Available records >>
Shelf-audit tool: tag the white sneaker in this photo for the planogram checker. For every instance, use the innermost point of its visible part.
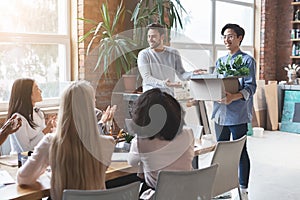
(244, 193)
(226, 195)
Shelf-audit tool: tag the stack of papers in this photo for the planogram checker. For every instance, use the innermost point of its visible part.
(5, 178)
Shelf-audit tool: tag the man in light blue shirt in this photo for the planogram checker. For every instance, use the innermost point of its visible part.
(234, 112)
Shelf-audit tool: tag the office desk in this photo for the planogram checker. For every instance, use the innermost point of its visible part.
(42, 187)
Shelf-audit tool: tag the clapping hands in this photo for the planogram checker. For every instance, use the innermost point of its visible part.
(12, 125)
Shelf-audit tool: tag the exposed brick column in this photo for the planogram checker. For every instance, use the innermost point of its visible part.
(275, 43)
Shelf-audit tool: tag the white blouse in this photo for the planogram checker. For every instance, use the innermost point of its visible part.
(38, 162)
(26, 138)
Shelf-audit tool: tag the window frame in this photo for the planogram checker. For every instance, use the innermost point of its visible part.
(62, 39)
(214, 47)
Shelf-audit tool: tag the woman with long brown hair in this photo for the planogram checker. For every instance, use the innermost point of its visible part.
(25, 93)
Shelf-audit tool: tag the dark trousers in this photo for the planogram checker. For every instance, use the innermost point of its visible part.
(238, 131)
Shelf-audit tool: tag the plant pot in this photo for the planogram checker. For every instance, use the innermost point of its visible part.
(126, 146)
(130, 82)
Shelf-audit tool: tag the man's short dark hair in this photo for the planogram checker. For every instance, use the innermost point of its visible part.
(156, 26)
(236, 28)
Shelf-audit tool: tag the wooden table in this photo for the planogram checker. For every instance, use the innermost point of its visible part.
(41, 188)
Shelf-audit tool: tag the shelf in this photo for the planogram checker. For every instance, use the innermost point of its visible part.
(295, 57)
(295, 22)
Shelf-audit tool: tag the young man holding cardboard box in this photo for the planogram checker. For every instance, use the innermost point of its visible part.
(234, 112)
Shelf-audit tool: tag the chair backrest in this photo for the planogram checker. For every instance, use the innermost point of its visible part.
(178, 185)
(127, 192)
(227, 154)
(5, 147)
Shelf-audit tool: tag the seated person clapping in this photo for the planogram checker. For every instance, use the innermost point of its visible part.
(162, 142)
(77, 153)
(25, 94)
(11, 125)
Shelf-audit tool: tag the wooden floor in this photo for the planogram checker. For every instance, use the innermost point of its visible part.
(275, 166)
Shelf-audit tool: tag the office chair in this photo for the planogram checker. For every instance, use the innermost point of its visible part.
(127, 192)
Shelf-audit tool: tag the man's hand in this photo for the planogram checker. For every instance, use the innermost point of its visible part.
(200, 71)
(108, 114)
(175, 84)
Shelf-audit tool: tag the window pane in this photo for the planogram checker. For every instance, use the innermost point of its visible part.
(43, 62)
(197, 24)
(245, 1)
(32, 16)
(241, 15)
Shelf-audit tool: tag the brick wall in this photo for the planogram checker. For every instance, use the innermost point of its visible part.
(275, 39)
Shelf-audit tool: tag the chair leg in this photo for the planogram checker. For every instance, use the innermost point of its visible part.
(195, 162)
(240, 194)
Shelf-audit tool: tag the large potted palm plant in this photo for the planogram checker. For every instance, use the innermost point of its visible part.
(113, 49)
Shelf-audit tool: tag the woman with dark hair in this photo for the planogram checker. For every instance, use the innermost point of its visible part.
(162, 142)
(24, 94)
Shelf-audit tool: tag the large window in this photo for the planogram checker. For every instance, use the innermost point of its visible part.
(35, 43)
(200, 41)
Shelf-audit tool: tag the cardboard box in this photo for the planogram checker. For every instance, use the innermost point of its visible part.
(211, 87)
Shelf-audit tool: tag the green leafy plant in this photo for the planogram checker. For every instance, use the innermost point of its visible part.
(237, 68)
(112, 47)
(128, 137)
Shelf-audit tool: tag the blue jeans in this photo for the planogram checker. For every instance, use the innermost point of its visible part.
(238, 131)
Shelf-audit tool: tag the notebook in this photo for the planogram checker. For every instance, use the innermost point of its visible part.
(6, 178)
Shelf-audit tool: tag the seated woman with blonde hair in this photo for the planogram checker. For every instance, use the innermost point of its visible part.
(79, 155)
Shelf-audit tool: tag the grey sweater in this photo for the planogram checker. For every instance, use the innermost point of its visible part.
(156, 67)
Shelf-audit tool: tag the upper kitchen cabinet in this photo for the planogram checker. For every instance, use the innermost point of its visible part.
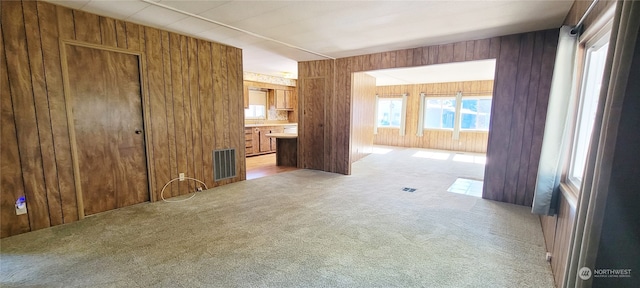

Task >> Please pick out each line of the records above that contains the word "clapping", and copy those lines. Case counts.

Task solution >>
Shelf-audit tool: tag the clapping hands in this photo for the planogram checker. For every instance, use the innermost point of its visible part.
Shelf-audit tool: tag the seated person clapping in this photo for the planogram checker. For every instance, use the innermost point of its visible part.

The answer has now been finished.